[TEXT BLOCK]:
####################
Don't usually post much here but I decide for a full overhaul of my car's OEM system, which was the proverbial Bose. I love my car, and at first I even liked the sound, but after a while, noticed it was typical Bose: bloated overblown bass and not much else, very compressed and little midrange. The only good thing going for it was that it didn't distort at max level, which was too low, anyway.

So, in a couple of episodes, here's a description of what I did:

The Clarion episode

My 911 Turbo had the PCM1 system, with 16bit navigation, CD changer and Bose option, non MOST.

1 - The PCM1 16bit nav unit has the same GPS antenna plug/socket as the Clarion, meaning this was a direct plug and play deal with Porsche GPS antenna. Saved me a load of work;

2 - The in-dash microphone may be used with the Clarion, but the factory gain setting must be lowered. To do that, pry the speaker cover out, and on the right side of the microphone housing you will find a little hole with a screw just visible inside. There's a label on top, with 3 positions. Factory setting is 3, reduce it to 2. This way it will work fine with both the phone and voice recognition features;

3- To bypass the parking brake feature, simply ground the light green Clarion wire;

4 – The VSS wire may be found in two places: black PCM1 plug: grey/pink cable and in the nav/CD drive unit, also grey/pink cable in its single plug;

5 – The microphone cables to tap to reuse it are found in the PCM1 headunit blue plug: brown/white (ground) and white (signal);

6 – Remote amplifier turn-on cable is the red/black cable in the PCM1 small yellow plug. Since the Clarion has no dedicated amplifier turn-on cable I simply used switched power to interface with the Bose amplifier;

7 - I removed the 2-Din cage of the PCM1 and replaced it with Clarion's own, relatively easy job. I attached the Clarion cage to the plastic housing with self tapping screws, PC variety.
####################
[GIVEN PROBLEM]: Set down the part of the car stereo post from "5 – The microphone" to "screws, PC variety." word for word. The data that comes next is not needed for anything here.

[SUPPLIED DATA]:
####################
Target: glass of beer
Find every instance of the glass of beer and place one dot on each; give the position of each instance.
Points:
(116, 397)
####################
[FINISHED EXERCISE]:
5 – The microphone cables to tap to reuse it are found in the PCM1 headunit blue plug: brown/white (ground) and white (signal);

6 – Remote amplifier turn-on cable is the red/black cable in the PCM1 small yellow plug. Since the Clarion has no dedicated amplifier turn-on cable I simply used switched power to interface with the Bose amplifier;

7 - I removed the 2-Din cage of the PCM1 and replaced it with Clarion's own, relatively easy job. I attached the Clarion cage to the plastic housing with self tapping screws, PC variety.